▶ **DOCUMENT PASSAGE**:
Analysis: All reference movies are westerns sharing themes of frontier justice and moral complexity. True Grit is the only western option. With hints enabled, the pattern becomes explicit rather than requiring internal movie knowledge.

Theme-Based Clustering (Moral Ambiguity)¶

Which movie belongs with this group: Batman v Superman: Dawn of Justice, Watchmen, Platoon?

Options:
(A) Letters from Iwo Jima
(B) 1917
(C) Black Mirror: USS Callister
(D) The Maze Runner
(E) Psycho

Expected: (A)

Analysis: Despite spanning superhero and war genres, all reference movies explore moral ambiguity without clear heroes/villains. Letters from Iwo Jima matches this thematic complexity.

Mixed Pattern (Family-Friendly + Comedy)¶

Based on these movies: Frozen, Coco, Up, Monsters, Inc., Thor: Ragnarok - which would you recommend next?

▶ **EXERCISE INSTRUCTIONS**:
- A) List every answer option offered under the moral ambiguity heading in the passage on movie-matching patterns.
- B) In the passage on movie-matching patterns, which two themes do the western reference movies share?
- C) Pick up the passage on movie-matching patterns after its last sentence, keeping its format and style.
The lines that come after this passage have no connection to it.

▶ **DATA SECTION**:
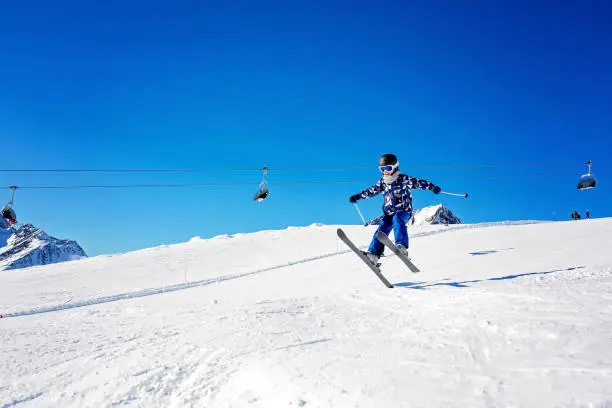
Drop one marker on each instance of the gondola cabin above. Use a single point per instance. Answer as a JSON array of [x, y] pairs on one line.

▶ **RESPONSES IN ORDER**:
- A)
Letters from Iwo Jima
1917
Black Mirror: USS Callister
The Maze Runner
Psycho

- B) They share themes of frontier justice and moral complexity.

- C)
Options:
(A) Superbad
(B) Jaws
(C) Iron Man 3  
(D) Batman v Superman: Dawn of Justice

Expected: (A)

Analysis: Reference set shows preference for family-friendly content with found-family themes plus light comedy. Superbad best matches the comedy preference while being accessible.

Cognitive Skills Tested¶

Core Competencies¶

Without Hints (Knowledge-Based):

Cultural Knowledge: Understanding movie genres, themes, and stylistic elements from their titles
Memory Recall: Accessing stored information about specific films
Implicit Pattern Recognition: Inferring similarities without explicit feature information

With Hints (Information Processing):

Explicit Pattern Matching: Comparing provided genre and theme lists
Multi-dimensional Analysis: Weighing multiple explicit similarity dimensions
Logical Reasoning: Making decisions based on clearly presented criteria

Universal Skills:

Similarity Analysis: Weighing multiple dimensions of similarity (genre, theme, tone, style)
Pattern Recognition: Predicting user preferences from limited examples
Question Sensitivity: Consistent performance across different question phrasings (tracked via template indices)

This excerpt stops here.